RECORDS SHOWN START
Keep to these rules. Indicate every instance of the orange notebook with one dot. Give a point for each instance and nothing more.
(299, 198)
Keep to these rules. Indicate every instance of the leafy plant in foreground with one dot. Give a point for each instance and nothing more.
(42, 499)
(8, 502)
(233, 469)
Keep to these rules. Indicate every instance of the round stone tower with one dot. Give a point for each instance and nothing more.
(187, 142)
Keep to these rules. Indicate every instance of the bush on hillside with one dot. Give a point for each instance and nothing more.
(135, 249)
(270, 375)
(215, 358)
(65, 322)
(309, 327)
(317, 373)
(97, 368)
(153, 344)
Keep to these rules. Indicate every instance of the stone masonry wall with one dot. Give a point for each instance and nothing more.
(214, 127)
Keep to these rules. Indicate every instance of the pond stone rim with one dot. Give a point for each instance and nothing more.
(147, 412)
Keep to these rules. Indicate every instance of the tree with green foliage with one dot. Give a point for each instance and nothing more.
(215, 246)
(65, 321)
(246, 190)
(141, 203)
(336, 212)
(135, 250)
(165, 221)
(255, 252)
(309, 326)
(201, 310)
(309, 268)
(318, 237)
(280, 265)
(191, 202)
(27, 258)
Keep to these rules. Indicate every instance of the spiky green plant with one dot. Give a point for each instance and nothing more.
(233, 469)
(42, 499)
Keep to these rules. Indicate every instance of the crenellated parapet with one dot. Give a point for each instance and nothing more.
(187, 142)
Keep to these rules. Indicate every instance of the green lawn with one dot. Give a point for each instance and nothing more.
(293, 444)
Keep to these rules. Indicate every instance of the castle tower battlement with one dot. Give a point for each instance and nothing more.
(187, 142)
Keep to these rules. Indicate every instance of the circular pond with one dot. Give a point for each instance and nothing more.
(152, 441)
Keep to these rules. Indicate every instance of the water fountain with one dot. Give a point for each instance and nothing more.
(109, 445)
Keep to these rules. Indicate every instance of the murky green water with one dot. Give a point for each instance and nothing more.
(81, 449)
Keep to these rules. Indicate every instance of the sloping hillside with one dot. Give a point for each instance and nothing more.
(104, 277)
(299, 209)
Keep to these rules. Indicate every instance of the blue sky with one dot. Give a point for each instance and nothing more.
RECORDS SHOWN END
→ **REQUIRED WORK**:
An exact reproduction of all the entries, complete to the last line, is needed.

→ **PROBLEM SOLUTION**:
Keep to these rules. Indicate every instance of the orange notebook with one dot. Give a point for each instance and nothing more.
(299, 198)
Keep to these rules. Indicate every instance of the leafy plant in foreground with one dot. Give a point for each instance and nothing more.
(42, 499)
(8, 502)
(233, 469)
Keep to these rules. Indicate every instance of the round stone tower with one dot. Give a point for each instance and nothing more.
(187, 142)
Keep to these rules. Indicate every instance of the bush on hillside with one dot. Give a point for each instance and nothing more.
(135, 249)
(270, 375)
(215, 358)
(65, 322)
(309, 327)
(317, 373)
(97, 368)
(153, 344)
Keep to these rules. Indicate every instance of the stone masonry wall with one dot. Give a point for each instance and nothing more.
(214, 127)
Keep to these rules. Indicate every instance of the pond stone rim with one dot. Give a point for each instance and nothing more.
(147, 412)
Keep to these rules. Indicate every instance of the tree with green foliage with one dot. Give a point for each instance and nothing more.
(215, 246)
(65, 321)
(246, 190)
(141, 203)
(336, 212)
(135, 250)
(165, 221)
(255, 252)
(309, 326)
(201, 310)
(309, 268)
(318, 237)
(280, 265)
(191, 202)
(27, 258)
Keep to these rules. Indicate every instance of the spiky green plant with one dot. Give a point for each instance and nothing more.
(233, 469)
(42, 499)
Keep to these rules. Indicate every instance of the crenellated parapet with one dot. Give a point for each instance and nothing more.
(187, 142)
Keep to these rules. Indicate every instance of the green lawn with one dot. Give a point for each instance and nothing more.
(293, 444)
Keep to these rules. Indicate every instance of the castle tower battlement with one dot. Give a point for each instance and nothing more.
(187, 142)
Keep to these rules. Indicate every instance of the circular pond with one dot. Give a point for each instance and nothing more.
(152, 441)
Keep to these rules. Indicate every instance of the water fountain with one dot. Give a point for each instance and nothing more.
(109, 445)
Keep to these rules. Indicate every instance of the murky green water with one dot. Give a point for each instance and nothing more.
(81, 449)
Keep to these rules. Indicate every instance of the sloping hillside with one dot. Give a point for each instance and nothing more.
(104, 277)
(299, 209)
Keep to these rules. Indicate every instance of the blue sky with one dot. Give a point for each instance and nothing more.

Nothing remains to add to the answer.